* [DATA FOR THIS TASK]
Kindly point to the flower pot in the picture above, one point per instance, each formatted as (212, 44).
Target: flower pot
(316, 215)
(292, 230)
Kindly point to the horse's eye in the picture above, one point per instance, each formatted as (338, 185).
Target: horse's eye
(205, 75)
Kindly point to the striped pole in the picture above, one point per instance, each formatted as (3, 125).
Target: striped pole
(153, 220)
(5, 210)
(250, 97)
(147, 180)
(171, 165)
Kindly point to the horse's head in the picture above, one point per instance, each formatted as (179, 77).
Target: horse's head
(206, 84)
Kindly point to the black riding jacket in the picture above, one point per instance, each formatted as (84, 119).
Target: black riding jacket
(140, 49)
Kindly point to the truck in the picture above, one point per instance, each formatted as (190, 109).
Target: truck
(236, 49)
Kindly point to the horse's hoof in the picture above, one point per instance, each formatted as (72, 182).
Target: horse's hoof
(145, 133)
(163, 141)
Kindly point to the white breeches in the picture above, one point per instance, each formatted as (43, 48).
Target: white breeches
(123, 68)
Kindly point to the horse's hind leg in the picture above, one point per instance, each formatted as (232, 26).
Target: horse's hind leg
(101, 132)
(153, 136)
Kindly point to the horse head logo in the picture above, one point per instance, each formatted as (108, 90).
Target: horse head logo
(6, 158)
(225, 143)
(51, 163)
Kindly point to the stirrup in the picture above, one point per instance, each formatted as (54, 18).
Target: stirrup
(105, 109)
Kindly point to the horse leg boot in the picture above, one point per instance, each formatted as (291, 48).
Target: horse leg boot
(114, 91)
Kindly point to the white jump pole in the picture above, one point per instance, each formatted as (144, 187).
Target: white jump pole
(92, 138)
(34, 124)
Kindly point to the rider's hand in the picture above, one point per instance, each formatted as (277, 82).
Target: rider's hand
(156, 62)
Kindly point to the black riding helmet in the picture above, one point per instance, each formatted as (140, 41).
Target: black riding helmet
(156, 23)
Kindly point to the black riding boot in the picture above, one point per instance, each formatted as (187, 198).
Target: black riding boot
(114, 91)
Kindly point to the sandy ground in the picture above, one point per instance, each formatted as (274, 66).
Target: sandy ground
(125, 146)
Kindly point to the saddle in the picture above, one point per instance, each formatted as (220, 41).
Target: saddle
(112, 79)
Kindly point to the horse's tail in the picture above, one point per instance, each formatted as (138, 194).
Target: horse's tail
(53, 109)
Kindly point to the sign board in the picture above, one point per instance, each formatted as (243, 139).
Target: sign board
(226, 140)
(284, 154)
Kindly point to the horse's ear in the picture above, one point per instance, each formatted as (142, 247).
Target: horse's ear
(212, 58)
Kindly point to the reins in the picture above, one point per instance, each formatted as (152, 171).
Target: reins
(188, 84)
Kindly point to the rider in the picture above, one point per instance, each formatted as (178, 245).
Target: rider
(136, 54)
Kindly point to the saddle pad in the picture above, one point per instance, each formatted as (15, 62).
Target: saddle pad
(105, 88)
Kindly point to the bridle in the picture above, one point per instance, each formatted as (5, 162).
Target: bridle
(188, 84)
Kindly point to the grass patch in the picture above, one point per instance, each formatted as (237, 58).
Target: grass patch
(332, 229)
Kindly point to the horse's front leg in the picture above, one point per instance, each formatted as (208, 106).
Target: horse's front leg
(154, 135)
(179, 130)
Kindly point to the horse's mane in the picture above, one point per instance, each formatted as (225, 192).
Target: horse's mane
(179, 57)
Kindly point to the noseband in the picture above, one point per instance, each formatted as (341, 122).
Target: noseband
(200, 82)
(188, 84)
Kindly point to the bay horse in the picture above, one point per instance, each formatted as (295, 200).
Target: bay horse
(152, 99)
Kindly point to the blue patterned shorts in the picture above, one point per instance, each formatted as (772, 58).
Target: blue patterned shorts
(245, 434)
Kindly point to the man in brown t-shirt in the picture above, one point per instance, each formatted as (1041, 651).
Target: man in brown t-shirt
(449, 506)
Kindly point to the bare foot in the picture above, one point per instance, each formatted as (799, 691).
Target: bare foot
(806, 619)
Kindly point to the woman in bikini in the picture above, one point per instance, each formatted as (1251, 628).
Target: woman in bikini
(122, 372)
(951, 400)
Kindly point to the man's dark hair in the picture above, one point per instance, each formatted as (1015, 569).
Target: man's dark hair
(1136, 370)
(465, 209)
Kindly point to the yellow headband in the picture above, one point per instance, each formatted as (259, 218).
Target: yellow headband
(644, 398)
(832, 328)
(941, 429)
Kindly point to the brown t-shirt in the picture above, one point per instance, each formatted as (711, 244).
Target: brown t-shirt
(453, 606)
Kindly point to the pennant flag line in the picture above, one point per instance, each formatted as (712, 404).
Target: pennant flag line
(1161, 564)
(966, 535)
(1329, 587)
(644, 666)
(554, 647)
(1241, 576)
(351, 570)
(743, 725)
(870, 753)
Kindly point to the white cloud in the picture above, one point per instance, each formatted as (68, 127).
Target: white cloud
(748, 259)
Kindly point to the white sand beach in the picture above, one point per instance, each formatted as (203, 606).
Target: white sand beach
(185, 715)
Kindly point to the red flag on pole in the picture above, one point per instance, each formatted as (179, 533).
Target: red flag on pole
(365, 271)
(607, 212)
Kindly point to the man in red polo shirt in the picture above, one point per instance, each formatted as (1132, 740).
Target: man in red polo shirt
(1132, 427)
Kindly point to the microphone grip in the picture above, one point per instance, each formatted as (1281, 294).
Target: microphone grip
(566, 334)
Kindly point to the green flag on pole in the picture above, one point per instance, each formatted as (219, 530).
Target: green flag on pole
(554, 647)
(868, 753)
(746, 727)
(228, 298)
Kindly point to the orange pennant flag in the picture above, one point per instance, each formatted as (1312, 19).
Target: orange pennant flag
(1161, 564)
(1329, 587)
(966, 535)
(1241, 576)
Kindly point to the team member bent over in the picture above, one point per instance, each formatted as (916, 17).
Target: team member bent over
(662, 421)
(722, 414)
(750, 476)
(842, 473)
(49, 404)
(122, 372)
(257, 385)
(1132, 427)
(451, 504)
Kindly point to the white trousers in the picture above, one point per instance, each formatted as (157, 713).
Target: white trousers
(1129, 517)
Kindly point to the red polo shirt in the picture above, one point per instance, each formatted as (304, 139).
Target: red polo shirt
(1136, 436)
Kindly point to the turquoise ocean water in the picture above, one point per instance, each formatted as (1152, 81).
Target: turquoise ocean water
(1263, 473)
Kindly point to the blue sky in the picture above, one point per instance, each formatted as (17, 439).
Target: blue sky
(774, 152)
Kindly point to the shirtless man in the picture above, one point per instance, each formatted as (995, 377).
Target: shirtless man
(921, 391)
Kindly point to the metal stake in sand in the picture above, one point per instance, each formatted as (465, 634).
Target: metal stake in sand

* [YOUR TASK]
Retype the records above exactly, so that no line differs from its source.

* [RESULT FOR THIS EXERCISE]
Kindly point to the flower pot in the picture above, one point per instance, each formatted as (212, 44).
Target: flower pot
(316, 215)
(292, 230)
Kindly point to the horse's eye in the picture above, one point per instance, each formatted as (338, 185).
Target: horse's eye
(205, 75)
Kindly point to the striped pole in the picture above, one point per instance, each formatted as (3, 125).
Target: striped pole
(153, 220)
(5, 210)
(250, 97)
(147, 180)
(171, 165)
Kindly point to the horse's head in the picture above, one point per instance, each formatted as (179, 77).
Target: horse's head
(206, 84)
Kindly point to the black riding jacket in the picture above, one point per instance, each formatted as (84, 119).
Target: black riding jacket
(140, 49)
Kindly point to the truck in the picture above, one point per instance, each formatted as (190, 109).
Target: truck
(236, 49)
Kindly point to the horse's hoof in the picture above, one point per instance, each formatted as (72, 182).
Target: horse's hoof
(145, 133)
(163, 141)
Kindly point to the white breeches in the picture above, one point per instance, each formatted as (43, 48).
Target: white breeches
(123, 68)
Kindly point to the horse's hind leg in the picture above, one point per instance, each formatted as (232, 26).
Target: horse's hind leg
(101, 132)
(153, 136)
Kindly point to the horse head logo in the picture above, one point per instance, each formatted as (108, 90).
Target: horse head logo
(6, 158)
(225, 143)
(51, 163)
Kindly point to the stirrup in the picture above, one point per instance, each formatted as (54, 18).
Target: stirrup
(105, 109)
Kindly point to the horse leg boot in the picture above, one point per instance, each formatted as (291, 48).
Target: horse leg boot
(114, 91)
Kindly point to the white jump pole in the picture above, one point per instance, each formatted as (144, 187).
Target: white jump pole
(92, 138)
(34, 124)
Kindly point to the rider's hand in the picture above, one point per instance, each formatted as (277, 82).
Target: rider's hand
(156, 62)
Kindly point to the black riding helmet in the picture above, one point per instance, each formatted as (140, 41).
Target: black riding helmet
(156, 23)
Kindly point to the black riding boot in the picture above, one point per instance, each formatted as (187, 198).
Target: black riding boot
(114, 91)
Kindly point to the sandy ground in the picture above, one point per instance, each formatted as (274, 66).
Target: sandy ground
(125, 146)
Kindly point to the saddle in the picture above, one point per instance, each formatted as (220, 41).
Target: saddle
(112, 79)
Kindly point to the horse's tail in the picture above, one point per instance, each formatted as (138, 194).
Target: horse's tail
(53, 109)
Kindly point to the sign board in the picture above, one point per instance, each formatted as (243, 139).
Target: sign board
(226, 140)
(284, 154)
Kindly point to the horse's ear in the picture above, one point per instance, each formatted as (142, 247).
Target: horse's ear
(212, 58)
Kindly point to the reins in the picture above, one point per instance, each formatted as (152, 171).
Target: reins
(188, 84)
Kindly point to the rider in the picture above, one point per instance, each formatted as (178, 245).
Target: rider
(136, 54)
Kindly point to the saddle pad in the picture above, one point per instance, each formatted as (15, 62).
Target: saddle pad
(105, 88)
Kindly point to the bridle in the picture above, one point per instance, each formatted as (5, 162).
Target: bridle
(188, 84)
Kindly point to the grass patch in the picture above, one point per instance, each formatted as (237, 58).
Target: grass patch
(332, 229)
Kindly point to the horse's front leg in the picture above, one point per instance, each formatted as (208, 106).
Target: horse's front leg
(154, 135)
(179, 130)
Kindly point to the horse's mane in the picture above, one point per instance, each formatted as (225, 192).
Target: horse's mane
(179, 57)
Kindly point to the noseband in the picture above, one point per instance, each formatted as (341, 122).
Target: noseband
(200, 82)
(188, 84)
Kindly point to the bay horse in the picture above, one point per instance, each formatted as (295, 200).
Target: bay horse
(152, 99)
Kindly point to the blue patterned shorts in the picture above, one point per instance, each formatted as (772, 58).
Target: blue patterned shorts
(245, 434)
Kindly point to the man in brown t-shirt in the picture above, one point per instance, each formatted as (1041, 651).
Target: man in brown t-shirt
(449, 506)
Kindly point to the bare foot in the picture above, one point per instance, each formatted as (799, 691).
Target: bare foot
(806, 619)
Kindly point to the woman in bikini in the picture above, one point per instance, each formatted as (1251, 628).
Target: woman in bikini
(122, 372)
(951, 400)
Kindly point to the man's dark hair in the picture above, one point per instance, each formatted as (1015, 569).
Target: man's dark hair
(1136, 370)
(465, 209)
Kindly point to the yellow headband in the picture above, one point per instance, each formatted as (259, 218).
Target: yellow headband
(644, 398)
(832, 328)
(941, 429)
Kindly point to the brown t-shirt in the picture above, one point per instance, each formatted as (711, 244).
Target: brown t-shirt
(453, 606)
Kindly point to the pennant flag line in the picture above, one point per instance, each formatted as (712, 404).
Target: pennant flag line
(1161, 564)
(966, 535)
(1329, 587)
(644, 666)
(554, 647)
(1241, 576)
(351, 570)
(743, 725)
(870, 753)
Kindly point to the white cloud in the picture above, one point per instance, each formatted as (68, 127).
Target: white cloud
(748, 259)
Kindly point to the white sand beach in the picture above, one point per instance, each formatted as (203, 606).
Target: white sand beach
(185, 715)
Kindly point to the red flag on pole in the picture above, one point per instance, each formatted as (179, 533).
Target: red flag on pole
(365, 271)
(607, 212)
Kindly point to the man in red polo shirt in the picture above, one point per instance, each formatted as (1132, 740).
Target: man in red polo shirt
(1132, 427)
Kindly point to the microphone grip in the picture above, one point per instance, each formatted as (1281, 294).
Target: microphone grip
(566, 334)
Kindly point to the green flag on pole in the picture above, one point per instance, each formatted as (219, 530).
Target: green flag on pole
(554, 647)
(868, 753)
(746, 727)
(228, 298)
Kindly point to the orange pennant flag in the picture above, one point per instance, each formatted as (1312, 19).
Target: orange pennant flag
(1161, 564)
(1329, 587)
(966, 535)
(1241, 576)
Kindly point to the team member bent over in the picture above, one point per instance, each formatted as (916, 17).
Target: team member bent over
(662, 421)
(722, 414)
(750, 476)
(842, 473)
(49, 404)
(122, 372)
(257, 385)
(1132, 427)
(451, 504)
Kindly point to the white trousers in the picture above, one point per instance, each formatted as (157, 713).
Target: white trousers
(1129, 517)
Kindly point to the red polo shirt in the picture above, one point per instance, each formatted as (304, 139).
Target: red polo shirt
(1136, 436)
Kindly point to the turquoise ocean water in the picture above, one point per instance, each formatted as (1152, 81).
Target: turquoise ocean water
(1263, 473)
Kindly point to the blue sky in the picture above, one point per instance, each formatted as (17, 439).
Target: blue sky
(774, 152)
Kindly point to the shirtless man in the picture above, one point per instance, each formatted as (995, 377).
Target: shirtless man
(921, 391)
Kindly point to the metal stake in sand in the picture above, one point per instance, each formatted as (465, 634).
Target: metal stake in sand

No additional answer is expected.